= Beginning of Section =
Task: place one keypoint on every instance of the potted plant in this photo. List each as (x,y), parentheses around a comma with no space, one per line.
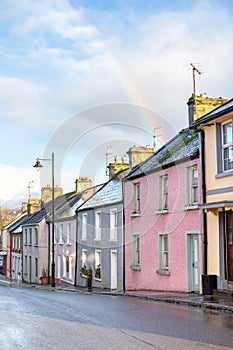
(85,272)
(98,272)
(44,277)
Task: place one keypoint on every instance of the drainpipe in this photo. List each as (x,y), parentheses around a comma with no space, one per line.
(203,188)
(48,267)
(76,252)
(123,238)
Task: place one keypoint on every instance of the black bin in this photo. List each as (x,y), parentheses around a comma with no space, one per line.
(209,284)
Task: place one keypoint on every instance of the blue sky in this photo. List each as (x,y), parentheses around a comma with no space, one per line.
(60,58)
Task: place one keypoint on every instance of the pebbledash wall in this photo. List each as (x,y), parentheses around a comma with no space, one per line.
(180,222)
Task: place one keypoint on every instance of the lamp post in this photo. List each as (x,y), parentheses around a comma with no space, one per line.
(38,166)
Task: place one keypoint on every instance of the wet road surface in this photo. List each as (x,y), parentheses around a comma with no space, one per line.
(37,319)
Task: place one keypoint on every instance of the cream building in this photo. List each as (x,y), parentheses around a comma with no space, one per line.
(216,133)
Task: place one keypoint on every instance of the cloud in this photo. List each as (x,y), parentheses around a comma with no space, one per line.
(14,185)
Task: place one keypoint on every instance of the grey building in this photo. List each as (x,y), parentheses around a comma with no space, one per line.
(100,237)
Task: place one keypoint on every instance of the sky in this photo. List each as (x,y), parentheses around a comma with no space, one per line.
(82,78)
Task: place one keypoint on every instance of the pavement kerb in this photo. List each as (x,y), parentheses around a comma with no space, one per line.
(193,303)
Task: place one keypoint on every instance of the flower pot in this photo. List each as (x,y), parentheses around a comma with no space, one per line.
(44,280)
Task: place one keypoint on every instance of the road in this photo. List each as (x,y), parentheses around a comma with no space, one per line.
(40,319)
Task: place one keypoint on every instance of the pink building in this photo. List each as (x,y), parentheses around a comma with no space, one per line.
(162,219)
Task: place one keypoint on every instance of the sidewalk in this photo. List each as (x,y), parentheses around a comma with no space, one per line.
(221,303)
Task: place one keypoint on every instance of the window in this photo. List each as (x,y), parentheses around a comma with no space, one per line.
(98,264)
(36,236)
(192,185)
(97,226)
(61,234)
(25,237)
(84,227)
(30,236)
(163,254)
(136,258)
(36,267)
(84,257)
(227,146)
(69,233)
(164,192)
(137,198)
(67,264)
(25,265)
(113,225)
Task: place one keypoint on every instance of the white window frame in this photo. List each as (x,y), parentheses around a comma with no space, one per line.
(192,185)
(227,145)
(97,225)
(164,257)
(164,192)
(30,236)
(61,234)
(84,226)
(113,225)
(68,241)
(137,200)
(136,251)
(84,257)
(98,262)
(36,236)
(25,237)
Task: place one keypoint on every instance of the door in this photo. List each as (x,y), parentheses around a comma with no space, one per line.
(193,263)
(229,246)
(113,270)
(30,269)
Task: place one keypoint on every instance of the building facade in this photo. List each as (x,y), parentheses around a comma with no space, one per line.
(163,234)
(217,139)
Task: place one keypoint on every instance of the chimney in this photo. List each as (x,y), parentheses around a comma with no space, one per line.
(46,194)
(82,183)
(117,166)
(138,154)
(201,105)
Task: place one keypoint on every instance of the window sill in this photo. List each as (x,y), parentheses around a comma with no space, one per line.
(163,272)
(135,214)
(162,211)
(135,267)
(224,174)
(191,207)
(113,240)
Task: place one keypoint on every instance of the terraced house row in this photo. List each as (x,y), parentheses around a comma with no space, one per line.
(162,223)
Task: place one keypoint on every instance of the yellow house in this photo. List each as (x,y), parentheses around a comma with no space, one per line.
(216,135)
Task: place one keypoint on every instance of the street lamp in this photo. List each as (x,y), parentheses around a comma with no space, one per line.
(38,166)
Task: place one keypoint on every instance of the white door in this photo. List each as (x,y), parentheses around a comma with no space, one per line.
(194,263)
(113,270)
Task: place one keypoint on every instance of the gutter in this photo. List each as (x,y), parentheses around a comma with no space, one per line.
(203,198)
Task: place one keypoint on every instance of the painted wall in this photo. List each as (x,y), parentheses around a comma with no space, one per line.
(64,248)
(105,245)
(39,251)
(177,222)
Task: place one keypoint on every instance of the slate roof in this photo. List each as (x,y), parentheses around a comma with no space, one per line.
(16,225)
(40,215)
(109,193)
(183,146)
(68,209)
(217,112)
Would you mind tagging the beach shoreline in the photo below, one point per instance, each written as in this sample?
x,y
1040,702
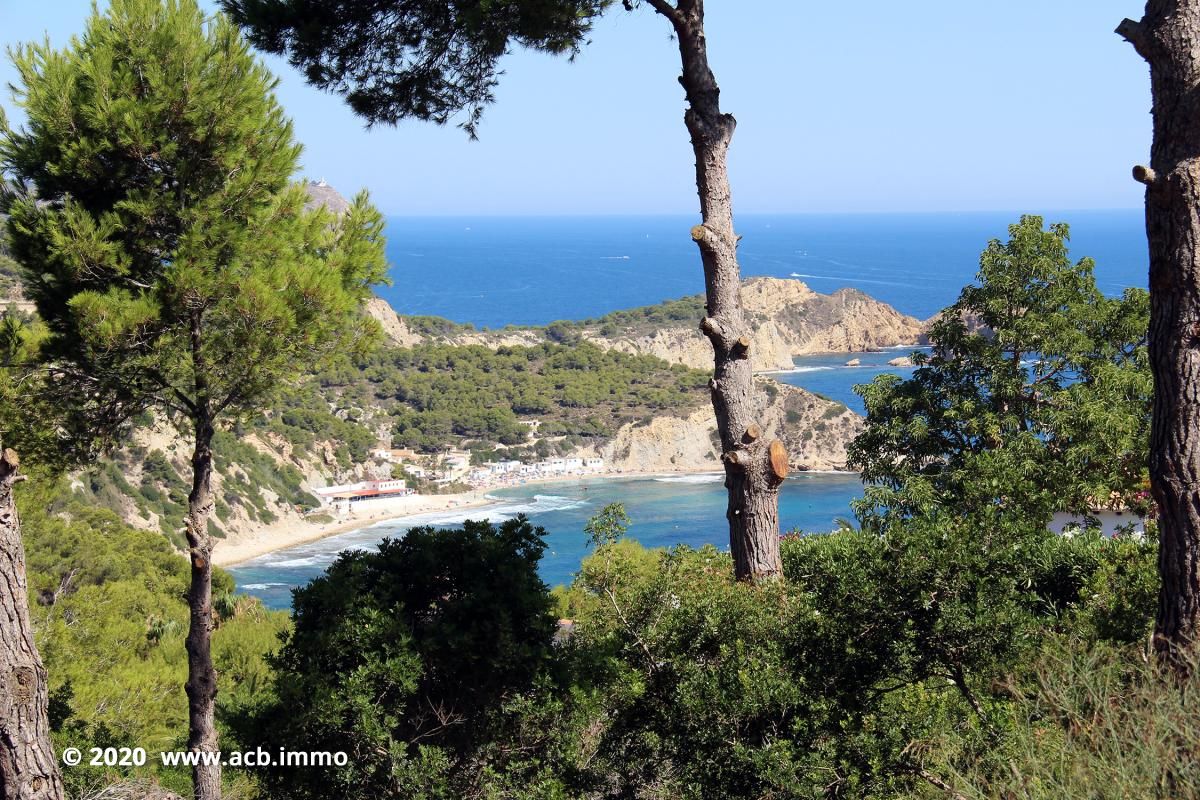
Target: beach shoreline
x,y
285,534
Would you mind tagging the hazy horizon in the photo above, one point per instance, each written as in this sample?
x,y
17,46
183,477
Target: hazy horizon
x,y
957,108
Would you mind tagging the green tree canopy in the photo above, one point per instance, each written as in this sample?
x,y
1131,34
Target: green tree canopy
x,y
166,247
405,659
169,253
419,59
1037,394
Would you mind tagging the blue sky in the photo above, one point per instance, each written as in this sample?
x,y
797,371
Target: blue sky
x,y
940,106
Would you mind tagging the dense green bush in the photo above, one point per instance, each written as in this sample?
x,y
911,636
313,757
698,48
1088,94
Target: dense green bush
x,y
108,606
411,660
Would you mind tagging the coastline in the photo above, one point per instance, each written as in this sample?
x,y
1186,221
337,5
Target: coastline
x,y
285,534
289,533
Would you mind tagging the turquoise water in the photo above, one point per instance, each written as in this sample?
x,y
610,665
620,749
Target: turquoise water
x,y
664,511
498,271
495,271
827,373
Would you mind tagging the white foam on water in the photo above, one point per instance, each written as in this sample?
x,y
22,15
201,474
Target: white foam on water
x,y
707,477
307,560
783,372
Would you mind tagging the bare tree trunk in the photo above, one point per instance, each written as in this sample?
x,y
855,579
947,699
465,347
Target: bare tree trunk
x,y
202,678
1169,38
754,467
28,768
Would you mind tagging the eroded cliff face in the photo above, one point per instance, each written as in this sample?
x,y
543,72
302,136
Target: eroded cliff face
x,y
786,319
816,432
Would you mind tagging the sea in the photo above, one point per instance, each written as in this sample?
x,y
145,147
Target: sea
x,y
497,271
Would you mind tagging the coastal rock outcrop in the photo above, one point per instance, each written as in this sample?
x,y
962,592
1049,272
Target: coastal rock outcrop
x,y
786,319
815,431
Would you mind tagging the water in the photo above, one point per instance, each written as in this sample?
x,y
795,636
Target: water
x,y
534,270
495,271
829,376
664,511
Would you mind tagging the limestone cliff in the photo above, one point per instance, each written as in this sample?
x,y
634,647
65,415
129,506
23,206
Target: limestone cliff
x,y
816,432
786,319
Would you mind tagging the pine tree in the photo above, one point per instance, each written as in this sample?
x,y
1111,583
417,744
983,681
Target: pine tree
x,y
421,59
169,253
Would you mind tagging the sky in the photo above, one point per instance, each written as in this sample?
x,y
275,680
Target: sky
x,y
939,106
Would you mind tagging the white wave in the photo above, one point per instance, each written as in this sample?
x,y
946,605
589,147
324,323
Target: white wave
x,y
783,372
309,560
707,477
498,512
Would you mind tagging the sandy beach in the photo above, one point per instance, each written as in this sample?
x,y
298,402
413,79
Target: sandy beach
x,y
289,533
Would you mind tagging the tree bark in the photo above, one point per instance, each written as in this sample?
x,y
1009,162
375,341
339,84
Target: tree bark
x,y
754,467
1169,38
202,678
28,768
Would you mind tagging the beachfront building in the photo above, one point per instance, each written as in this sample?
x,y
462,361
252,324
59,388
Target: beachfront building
x,y
393,456
348,493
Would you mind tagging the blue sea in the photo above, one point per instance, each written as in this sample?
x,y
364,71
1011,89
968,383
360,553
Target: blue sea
x,y
496,271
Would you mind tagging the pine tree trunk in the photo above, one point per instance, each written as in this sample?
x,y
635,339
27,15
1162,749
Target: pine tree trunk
x,y
202,678
1169,38
28,768
754,467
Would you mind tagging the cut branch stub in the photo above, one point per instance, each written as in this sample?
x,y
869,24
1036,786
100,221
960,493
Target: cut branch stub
x,y
9,462
1132,31
778,453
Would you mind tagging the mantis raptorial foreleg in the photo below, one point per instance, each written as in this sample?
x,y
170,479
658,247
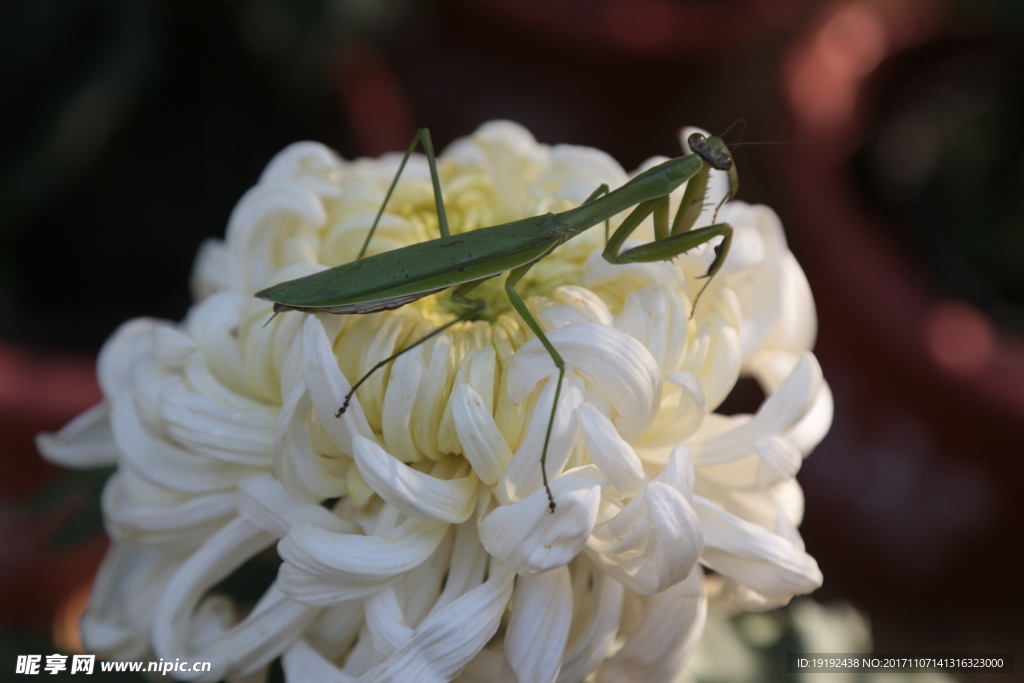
= End of Section =
## TO DO
Read through the listing and copy each line in which the word "below" occurs.

## ANSWER TO THIS PROBLEM
Would you mind tagging the beach shoreline in the photo below, one point per instance, each written as in this sample?
Would you mind tagging the mantis raptorial foreleg in the photo below, one point per instance, each written as in this sample?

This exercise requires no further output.